[Stored items]
"""
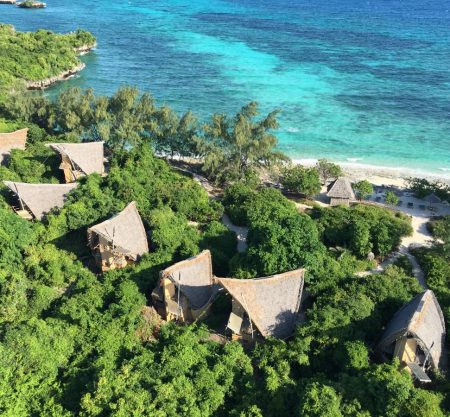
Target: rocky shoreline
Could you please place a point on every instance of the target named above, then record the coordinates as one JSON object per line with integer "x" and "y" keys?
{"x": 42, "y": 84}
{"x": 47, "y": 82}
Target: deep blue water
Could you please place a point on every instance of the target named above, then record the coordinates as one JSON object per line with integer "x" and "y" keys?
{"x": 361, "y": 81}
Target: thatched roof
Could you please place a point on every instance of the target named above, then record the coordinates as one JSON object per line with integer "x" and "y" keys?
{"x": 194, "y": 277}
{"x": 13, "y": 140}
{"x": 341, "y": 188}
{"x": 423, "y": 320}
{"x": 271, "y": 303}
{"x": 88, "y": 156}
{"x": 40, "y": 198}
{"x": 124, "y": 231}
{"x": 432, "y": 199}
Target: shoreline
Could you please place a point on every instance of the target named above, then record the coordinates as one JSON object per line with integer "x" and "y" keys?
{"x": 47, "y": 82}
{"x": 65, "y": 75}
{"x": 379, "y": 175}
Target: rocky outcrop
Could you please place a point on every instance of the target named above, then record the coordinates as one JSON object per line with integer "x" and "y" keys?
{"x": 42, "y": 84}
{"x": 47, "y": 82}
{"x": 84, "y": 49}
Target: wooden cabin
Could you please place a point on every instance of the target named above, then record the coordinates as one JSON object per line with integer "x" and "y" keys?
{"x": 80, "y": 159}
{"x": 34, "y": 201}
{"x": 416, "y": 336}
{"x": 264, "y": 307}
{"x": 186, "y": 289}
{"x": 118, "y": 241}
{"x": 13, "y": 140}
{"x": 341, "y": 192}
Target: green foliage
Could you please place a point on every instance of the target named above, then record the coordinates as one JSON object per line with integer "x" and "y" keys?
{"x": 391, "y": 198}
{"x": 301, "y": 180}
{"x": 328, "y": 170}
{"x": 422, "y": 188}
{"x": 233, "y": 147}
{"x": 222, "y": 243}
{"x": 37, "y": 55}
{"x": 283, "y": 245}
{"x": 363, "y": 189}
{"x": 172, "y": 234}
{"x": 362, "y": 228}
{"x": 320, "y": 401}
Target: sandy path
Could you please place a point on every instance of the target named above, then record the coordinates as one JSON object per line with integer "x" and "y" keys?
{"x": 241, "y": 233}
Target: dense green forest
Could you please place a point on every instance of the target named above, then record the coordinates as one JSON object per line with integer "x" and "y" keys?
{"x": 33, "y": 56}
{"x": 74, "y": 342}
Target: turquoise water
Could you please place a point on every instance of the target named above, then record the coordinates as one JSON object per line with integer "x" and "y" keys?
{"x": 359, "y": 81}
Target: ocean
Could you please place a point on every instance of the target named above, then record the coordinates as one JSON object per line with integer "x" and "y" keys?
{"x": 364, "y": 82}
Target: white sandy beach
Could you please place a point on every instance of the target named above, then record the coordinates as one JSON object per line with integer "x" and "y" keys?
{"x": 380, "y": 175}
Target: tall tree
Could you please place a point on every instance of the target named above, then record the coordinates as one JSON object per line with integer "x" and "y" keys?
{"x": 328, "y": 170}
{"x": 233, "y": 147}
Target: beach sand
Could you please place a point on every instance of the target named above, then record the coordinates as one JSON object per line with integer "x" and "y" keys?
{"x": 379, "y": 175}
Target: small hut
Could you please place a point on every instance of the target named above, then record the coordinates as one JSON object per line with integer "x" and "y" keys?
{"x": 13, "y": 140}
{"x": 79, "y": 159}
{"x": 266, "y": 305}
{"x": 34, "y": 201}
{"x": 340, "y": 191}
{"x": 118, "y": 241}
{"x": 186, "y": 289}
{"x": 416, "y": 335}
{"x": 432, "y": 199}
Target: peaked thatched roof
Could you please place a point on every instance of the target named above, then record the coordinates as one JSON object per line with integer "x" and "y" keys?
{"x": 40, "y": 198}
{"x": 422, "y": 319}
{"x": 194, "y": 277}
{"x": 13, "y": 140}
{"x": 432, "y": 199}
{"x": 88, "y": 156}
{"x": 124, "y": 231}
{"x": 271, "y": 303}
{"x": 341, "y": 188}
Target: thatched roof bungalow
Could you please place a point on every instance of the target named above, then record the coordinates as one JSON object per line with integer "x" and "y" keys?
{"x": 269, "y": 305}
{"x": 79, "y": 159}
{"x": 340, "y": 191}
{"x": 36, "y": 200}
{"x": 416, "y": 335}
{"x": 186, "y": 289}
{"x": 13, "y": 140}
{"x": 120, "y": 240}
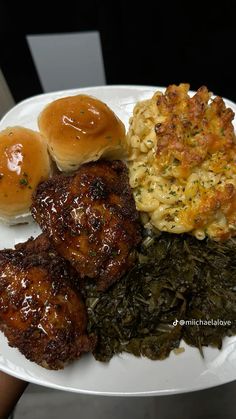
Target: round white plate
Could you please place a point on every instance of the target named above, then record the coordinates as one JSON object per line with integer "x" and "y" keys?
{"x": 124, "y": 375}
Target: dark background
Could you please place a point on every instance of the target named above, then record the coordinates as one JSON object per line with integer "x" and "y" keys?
"""
Print the entries above exactly, taking out only the pictures.

Target: rocky shoreline
Could you please place a point on every instance of the target named above, then record the coordinates as one JSON object per line with integer "x" and "y" keys?
{"x": 42, "y": 84}
{"x": 47, "y": 82}
Target: deep blue water
Could you please place a point on every instance of the target named above, then record the coordinates as one JSON object per line with integer "x" and "y" keys?
{"x": 361, "y": 81}
Target: thatched roof
Could you please place a point on every instance of the target named above, then record the coordinates as one JSON object per line with integer "x" and "y" keys?
{"x": 194, "y": 277}
{"x": 13, "y": 140}
{"x": 341, "y": 188}
{"x": 423, "y": 320}
{"x": 271, "y": 303}
{"x": 88, "y": 156}
{"x": 40, "y": 198}
{"x": 124, "y": 231}
{"x": 432, "y": 199}
Target: shoreline
Could you please place a point on every instance of the target named above, then record the coordinates as one JSON object per line with integer "x" and "y" keys?
{"x": 47, "y": 82}
{"x": 65, "y": 75}
{"x": 379, "y": 175}
Target: rocky outcrop
Could you please place a point on every instance of the target named above, then record the coordinates as one JSON object per line with integer "x" and "y" keys?
{"x": 42, "y": 84}
{"x": 47, "y": 82}
{"x": 84, "y": 49}
Target: wooden cabin
Could you please place a point on every instance of the target named above, then record the coordinates as one JSON object per line with integer "x" and "y" keys?
{"x": 80, "y": 159}
{"x": 34, "y": 201}
{"x": 416, "y": 336}
{"x": 264, "y": 307}
{"x": 186, "y": 289}
{"x": 118, "y": 241}
{"x": 13, "y": 140}
{"x": 341, "y": 192}
Target: green foliage
Could you please place a point on every instance of the target named above, then record the coordinates as one JSON object per line with integer "x" and "y" keys?
{"x": 391, "y": 198}
{"x": 301, "y": 180}
{"x": 328, "y": 170}
{"x": 422, "y": 188}
{"x": 233, "y": 147}
{"x": 222, "y": 243}
{"x": 37, "y": 55}
{"x": 283, "y": 245}
{"x": 363, "y": 189}
{"x": 172, "y": 234}
{"x": 362, "y": 228}
{"x": 320, "y": 401}
Target: sandy path
Could you please place a point on every instance of the target named above, then record the coordinates as one JSON object per line with integer "x" and "y" keys?
{"x": 241, "y": 233}
Target: dense green forest
Could you please place a point on every instance of the target named above, then record the coordinates as one JSON object per line with integer "x" and "y" keys?
{"x": 33, "y": 56}
{"x": 74, "y": 342}
Target: turquoise water
Could you please place a point on every instance of the target named above, then record the coordinates as one JSON object per line with integer "x" and "y" keys?
{"x": 359, "y": 81}
Target: ocean
Could you please place a point on every instance of the target named above, then record the coordinates as one JSON object per line with integer "x" and "y" keys?
{"x": 364, "y": 82}
Target: white sandy beach
Could you please place a point on every instance of the target named above, then record the coordinates as one JSON object per line with integer "x" and "y" keys?
{"x": 380, "y": 175}
Target: tall tree
Could you please place a point on every instance of the target named above, then record the coordinates as one JSON object per line with integer "x" and "y" keys?
{"x": 328, "y": 170}
{"x": 233, "y": 147}
Target: beach sand
Could you please place a point on every instance of the target named above, then record the coordinates as one JSON object per line with integer "x" and "y" keys?
{"x": 379, "y": 175}
Target: small hut
Could you please place a point on every instance of the target named above, then record the coordinates as one JSON object per line with integer "x" and "y" keys?
{"x": 13, "y": 140}
{"x": 79, "y": 159}
{"x": 266, "y": 305}
{"x": 34, "y": 201}
{"x": 340, "y": 191}
{"x": 118, "y": 241}
{"x": 186, "y": 289}
{"x": 416, "y": 335}
{"x": 432, "y": 199}
Target: peaked thatched roof
Could you please place a point on every instance of the target named above, then record the coordinates as one JSON object per line with integer "x" and "y" keys?
{"x": 40, "y": 198}
{"x": 422, "y": 319}
{"x": 194, "y": 277}
{"x": 13, "y": 140}
{"x": 432, "y": 199}
{"x": 88, "y": 156}
{"x": 124, "y": 231}
{"x": 271, "y": 303}
{"x": 341, "y": 188}
Target: thatched roof bungalow
Could you please place a point on every instance of the target named above, then record the coordinates as one JSON object per line with integer "x" and "y" keys?
{"x": 269, "y": 305}
{"x": 79, "y": 159}
{"x": 340, "y": 191}
{"x": 36, "y": 200}
{"x": 416, "y": 335}
{"x": 186, "y": 289}
{"x": 13, "y": 140}
{"x": 120, "y": 240}
Target: round white plate
Could you please place a point on every instance of the target named above, then record the coordinates as one JSON object per line with integer "x" and "y" keys?
{"x": 124, "y": 375}
Target: dark background
Could you please place a point on every instance of the target named above, then record the coordinates as one JSON object per line with integer "x" and "y" keys?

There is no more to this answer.